══ SOURCE MATERIAL
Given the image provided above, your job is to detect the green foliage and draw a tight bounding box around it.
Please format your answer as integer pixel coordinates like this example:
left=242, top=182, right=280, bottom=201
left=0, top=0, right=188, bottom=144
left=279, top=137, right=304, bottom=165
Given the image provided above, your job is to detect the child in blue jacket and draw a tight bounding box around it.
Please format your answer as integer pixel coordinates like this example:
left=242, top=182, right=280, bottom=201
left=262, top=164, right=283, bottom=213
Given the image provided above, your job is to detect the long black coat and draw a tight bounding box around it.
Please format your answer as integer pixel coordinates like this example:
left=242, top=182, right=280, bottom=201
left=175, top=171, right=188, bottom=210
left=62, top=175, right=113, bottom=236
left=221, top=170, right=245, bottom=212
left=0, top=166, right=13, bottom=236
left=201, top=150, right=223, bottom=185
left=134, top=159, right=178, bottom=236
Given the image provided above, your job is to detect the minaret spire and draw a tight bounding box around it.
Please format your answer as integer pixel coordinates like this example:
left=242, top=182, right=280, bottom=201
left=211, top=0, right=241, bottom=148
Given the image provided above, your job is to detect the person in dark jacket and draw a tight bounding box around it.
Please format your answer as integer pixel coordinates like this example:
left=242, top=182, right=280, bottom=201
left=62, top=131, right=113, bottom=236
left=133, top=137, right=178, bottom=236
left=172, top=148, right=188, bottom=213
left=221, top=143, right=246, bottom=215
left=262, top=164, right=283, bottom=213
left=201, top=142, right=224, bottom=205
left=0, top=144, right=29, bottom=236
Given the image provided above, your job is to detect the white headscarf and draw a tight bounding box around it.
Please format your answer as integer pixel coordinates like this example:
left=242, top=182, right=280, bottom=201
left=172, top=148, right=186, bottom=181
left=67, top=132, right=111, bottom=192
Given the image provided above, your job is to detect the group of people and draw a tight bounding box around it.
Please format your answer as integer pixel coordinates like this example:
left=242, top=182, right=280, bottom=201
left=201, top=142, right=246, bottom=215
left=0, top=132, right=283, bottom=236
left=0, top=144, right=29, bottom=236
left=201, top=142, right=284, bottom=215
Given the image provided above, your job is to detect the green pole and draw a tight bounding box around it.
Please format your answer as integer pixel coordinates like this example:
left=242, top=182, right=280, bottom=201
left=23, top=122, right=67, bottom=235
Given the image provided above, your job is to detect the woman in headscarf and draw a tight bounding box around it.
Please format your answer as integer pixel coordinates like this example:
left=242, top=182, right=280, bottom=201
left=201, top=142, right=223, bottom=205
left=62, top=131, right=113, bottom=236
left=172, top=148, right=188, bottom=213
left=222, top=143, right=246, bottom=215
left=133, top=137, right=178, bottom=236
════
══ SOURCE MATERIAL
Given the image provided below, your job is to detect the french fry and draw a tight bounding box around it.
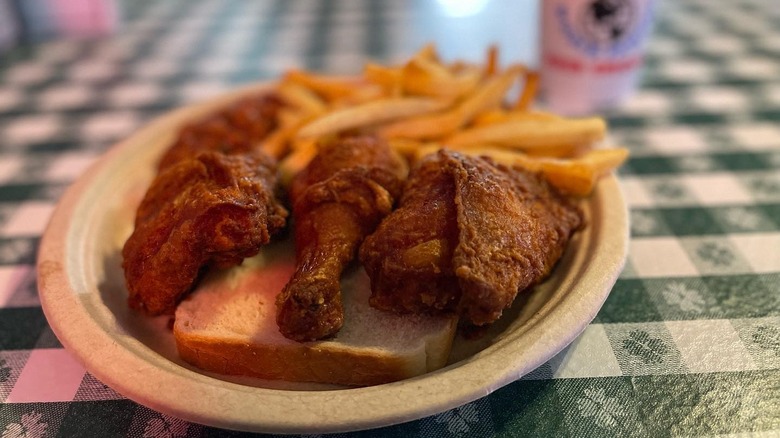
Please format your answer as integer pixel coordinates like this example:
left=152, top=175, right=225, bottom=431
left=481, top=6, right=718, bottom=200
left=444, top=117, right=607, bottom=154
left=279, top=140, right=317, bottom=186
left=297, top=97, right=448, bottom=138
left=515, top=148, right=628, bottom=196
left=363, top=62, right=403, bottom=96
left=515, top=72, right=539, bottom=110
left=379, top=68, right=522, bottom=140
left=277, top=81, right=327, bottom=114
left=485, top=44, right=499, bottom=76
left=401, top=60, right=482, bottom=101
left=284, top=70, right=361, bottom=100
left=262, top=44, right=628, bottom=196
════
══ SOURCE MATERIAL
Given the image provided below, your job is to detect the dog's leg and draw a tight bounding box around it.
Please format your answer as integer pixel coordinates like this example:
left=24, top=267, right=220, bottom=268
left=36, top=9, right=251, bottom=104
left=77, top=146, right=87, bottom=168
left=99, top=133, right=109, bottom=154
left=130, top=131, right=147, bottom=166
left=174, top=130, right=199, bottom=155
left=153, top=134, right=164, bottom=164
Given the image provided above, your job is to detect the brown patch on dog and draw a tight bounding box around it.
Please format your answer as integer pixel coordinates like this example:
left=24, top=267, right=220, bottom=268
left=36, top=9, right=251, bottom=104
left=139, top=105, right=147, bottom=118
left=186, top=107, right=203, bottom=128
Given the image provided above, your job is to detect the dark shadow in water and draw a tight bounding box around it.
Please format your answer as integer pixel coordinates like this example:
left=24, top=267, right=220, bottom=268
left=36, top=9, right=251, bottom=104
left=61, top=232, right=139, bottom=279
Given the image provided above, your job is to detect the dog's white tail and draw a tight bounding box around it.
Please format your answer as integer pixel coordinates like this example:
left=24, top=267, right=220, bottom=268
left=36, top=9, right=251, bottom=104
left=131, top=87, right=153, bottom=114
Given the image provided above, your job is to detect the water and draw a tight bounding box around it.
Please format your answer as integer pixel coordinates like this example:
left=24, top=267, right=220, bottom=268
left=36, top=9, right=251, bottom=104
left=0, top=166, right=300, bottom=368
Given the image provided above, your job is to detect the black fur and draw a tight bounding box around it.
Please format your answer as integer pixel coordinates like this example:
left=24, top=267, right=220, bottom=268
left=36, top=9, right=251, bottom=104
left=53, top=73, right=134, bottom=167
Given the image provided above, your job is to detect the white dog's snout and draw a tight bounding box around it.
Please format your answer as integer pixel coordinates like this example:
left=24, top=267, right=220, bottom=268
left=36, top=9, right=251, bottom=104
════
[GIVEN TASK] Turn the lines starting with the line containing "detect the french" and going on through the line containing "left=262, top=44, right=628, bottom=196" into a two-column CSV with the headers instruction and response. Give one row per instruction, put each value in a single quoted field with line breaks changed to spaces, and leave the pictures out.

[EXERCISE OUTPUT]
instruction,response
"Given the image provided below, your job is to detect the french fry and draw a tight bounding box around it. Please format your answer as integer pixel coordinates like this example: left=152, top=175, right=225, bottom=431 left=481, top=6, right=718, bottom=200","left=444, top=117, right=607, bottom=154 left=279, top=140, right=317, bottom=186 left=297, top=97, right=448, bottom=138 left=515, top=148, right=628, bottom=196 left=363, top=62, right=403, bottom=96 left=515, top=72, right=539, bottom=110 left=379, top=68, right=522, bottom=140 left=277, top=81, right=327, bottom=114 left=485, top=44, right=499, bottom=76 left=401, top=60, right=482, bottom=101 left=284, top=70, right=361, bottom=100 left=262, top=44, right=628, bottom=196"